[Contour labeling items]
◆ ◆ ◆ ◆ ◆

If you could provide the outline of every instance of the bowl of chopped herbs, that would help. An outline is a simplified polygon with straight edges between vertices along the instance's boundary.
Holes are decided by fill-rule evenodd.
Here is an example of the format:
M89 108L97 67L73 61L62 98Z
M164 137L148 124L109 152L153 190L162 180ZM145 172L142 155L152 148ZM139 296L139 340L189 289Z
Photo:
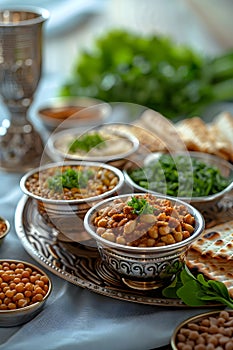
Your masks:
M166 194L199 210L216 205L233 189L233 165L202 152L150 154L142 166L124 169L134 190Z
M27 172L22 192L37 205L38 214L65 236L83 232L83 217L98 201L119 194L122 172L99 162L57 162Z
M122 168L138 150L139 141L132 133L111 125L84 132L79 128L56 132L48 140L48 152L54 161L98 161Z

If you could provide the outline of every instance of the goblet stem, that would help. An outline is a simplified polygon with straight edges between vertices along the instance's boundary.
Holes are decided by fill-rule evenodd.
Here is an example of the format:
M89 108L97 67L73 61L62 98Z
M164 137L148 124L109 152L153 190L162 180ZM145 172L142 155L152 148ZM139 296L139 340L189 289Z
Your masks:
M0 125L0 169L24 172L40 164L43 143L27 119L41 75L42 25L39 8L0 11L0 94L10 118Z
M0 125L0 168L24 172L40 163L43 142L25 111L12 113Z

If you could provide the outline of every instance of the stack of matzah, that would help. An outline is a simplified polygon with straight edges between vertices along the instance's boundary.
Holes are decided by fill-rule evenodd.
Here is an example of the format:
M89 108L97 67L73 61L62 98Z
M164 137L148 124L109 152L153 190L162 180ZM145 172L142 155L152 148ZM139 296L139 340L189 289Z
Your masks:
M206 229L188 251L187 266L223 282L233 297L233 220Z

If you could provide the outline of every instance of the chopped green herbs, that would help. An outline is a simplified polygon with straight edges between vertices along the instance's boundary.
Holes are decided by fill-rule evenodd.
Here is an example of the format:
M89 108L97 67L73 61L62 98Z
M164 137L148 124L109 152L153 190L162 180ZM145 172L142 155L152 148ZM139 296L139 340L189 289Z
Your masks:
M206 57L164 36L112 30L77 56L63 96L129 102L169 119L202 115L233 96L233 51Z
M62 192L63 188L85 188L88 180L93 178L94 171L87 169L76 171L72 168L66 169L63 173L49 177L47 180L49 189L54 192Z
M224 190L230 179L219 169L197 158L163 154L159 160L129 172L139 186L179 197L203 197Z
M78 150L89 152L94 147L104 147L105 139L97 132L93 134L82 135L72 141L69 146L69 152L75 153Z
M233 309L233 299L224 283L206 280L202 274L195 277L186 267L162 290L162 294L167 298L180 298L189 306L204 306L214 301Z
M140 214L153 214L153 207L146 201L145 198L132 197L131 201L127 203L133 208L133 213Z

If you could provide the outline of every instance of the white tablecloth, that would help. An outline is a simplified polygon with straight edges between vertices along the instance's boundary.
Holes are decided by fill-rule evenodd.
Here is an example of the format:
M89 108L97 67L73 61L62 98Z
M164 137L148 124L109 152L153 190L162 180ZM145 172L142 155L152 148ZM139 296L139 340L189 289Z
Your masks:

◆ ◆ ◆ ◆ ◆

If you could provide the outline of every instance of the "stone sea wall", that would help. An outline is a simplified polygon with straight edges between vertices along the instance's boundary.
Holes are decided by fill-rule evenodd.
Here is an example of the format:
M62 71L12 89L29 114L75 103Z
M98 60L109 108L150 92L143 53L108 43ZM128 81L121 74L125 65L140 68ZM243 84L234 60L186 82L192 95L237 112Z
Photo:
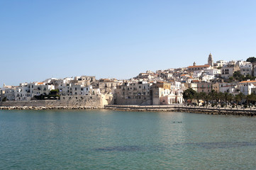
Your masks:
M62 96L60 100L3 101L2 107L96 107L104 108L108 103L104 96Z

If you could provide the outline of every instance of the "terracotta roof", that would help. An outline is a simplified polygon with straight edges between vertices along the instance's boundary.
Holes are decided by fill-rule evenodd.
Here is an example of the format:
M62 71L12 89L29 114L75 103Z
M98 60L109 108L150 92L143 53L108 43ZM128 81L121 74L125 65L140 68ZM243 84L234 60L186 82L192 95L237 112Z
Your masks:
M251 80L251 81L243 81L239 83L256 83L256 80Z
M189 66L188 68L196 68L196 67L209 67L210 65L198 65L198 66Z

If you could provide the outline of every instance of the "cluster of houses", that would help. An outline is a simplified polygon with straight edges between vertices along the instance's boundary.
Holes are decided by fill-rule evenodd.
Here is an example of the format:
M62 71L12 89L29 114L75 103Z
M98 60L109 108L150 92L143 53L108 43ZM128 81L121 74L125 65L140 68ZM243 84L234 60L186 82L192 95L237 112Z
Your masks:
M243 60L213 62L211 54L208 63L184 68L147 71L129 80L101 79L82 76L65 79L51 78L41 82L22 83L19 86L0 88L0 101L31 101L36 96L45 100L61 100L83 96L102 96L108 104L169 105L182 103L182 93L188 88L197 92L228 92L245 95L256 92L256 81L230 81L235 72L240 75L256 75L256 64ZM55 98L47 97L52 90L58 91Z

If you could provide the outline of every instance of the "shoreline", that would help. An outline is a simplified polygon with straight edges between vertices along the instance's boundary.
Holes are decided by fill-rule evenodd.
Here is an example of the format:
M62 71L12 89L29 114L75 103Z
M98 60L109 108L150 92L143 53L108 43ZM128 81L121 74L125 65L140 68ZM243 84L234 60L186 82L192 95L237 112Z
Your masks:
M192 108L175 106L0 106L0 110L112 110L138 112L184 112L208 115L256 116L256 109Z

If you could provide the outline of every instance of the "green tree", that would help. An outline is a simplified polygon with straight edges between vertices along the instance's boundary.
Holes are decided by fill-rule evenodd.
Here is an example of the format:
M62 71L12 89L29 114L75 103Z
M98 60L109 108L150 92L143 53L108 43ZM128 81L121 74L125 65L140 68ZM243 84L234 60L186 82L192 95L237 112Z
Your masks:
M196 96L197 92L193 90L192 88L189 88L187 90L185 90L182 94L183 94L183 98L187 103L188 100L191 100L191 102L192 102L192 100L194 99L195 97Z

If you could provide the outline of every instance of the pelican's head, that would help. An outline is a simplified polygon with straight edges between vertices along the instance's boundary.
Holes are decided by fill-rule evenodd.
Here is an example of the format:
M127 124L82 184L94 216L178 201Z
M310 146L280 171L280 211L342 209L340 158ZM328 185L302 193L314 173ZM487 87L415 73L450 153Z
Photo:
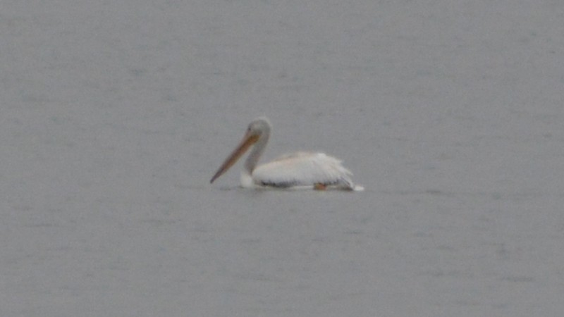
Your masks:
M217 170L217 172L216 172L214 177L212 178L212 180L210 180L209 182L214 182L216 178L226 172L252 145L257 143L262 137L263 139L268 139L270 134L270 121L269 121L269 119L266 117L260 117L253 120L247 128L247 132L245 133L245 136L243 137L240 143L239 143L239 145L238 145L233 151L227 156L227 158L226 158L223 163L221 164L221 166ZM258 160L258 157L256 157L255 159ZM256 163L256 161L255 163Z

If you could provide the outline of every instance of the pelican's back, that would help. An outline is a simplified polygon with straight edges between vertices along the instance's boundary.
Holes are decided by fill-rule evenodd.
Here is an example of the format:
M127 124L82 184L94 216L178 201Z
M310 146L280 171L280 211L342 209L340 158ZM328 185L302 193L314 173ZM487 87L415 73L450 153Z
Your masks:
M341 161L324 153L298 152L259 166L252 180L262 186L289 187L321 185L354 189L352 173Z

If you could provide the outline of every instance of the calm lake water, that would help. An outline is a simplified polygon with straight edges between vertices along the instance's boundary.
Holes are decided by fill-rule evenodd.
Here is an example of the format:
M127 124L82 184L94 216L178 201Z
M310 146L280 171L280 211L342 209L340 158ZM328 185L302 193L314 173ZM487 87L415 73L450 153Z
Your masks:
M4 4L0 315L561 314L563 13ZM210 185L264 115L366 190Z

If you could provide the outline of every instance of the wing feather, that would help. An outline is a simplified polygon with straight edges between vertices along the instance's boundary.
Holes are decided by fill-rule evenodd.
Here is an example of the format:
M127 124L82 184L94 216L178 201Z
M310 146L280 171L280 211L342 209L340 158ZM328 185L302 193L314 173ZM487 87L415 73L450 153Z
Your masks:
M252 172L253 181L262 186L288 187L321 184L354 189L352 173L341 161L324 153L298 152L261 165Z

◆ ◆ ◆ ◆ ◆

Extract the lines from the one containing "of the goblet" through the one containing "M0 125L0 168L24", inclusive, and copy them verbatim.

If you could provide the outline of every instance of the goblet stem, that would help. An outline is a simplified polygon with straight edges between vertices along the instance's boundary.
Holes are decided by fill-rule evenodd.
Here is an example of the format:
M89 108L97 67L73 61L62 98Z
M164 137L148 124L109 152L153 190L162 180ZM145 172L142 155L152 148ZM139 296L139 340L189 289Z
Your masks:
M0 125L0 169L24 172L40 164L43 143L27 119L41 75L42 25L39 8L0 11L0 94L10 118Z
M0 125L0 168L24 172L40 163L43 142L25 111L12 113Z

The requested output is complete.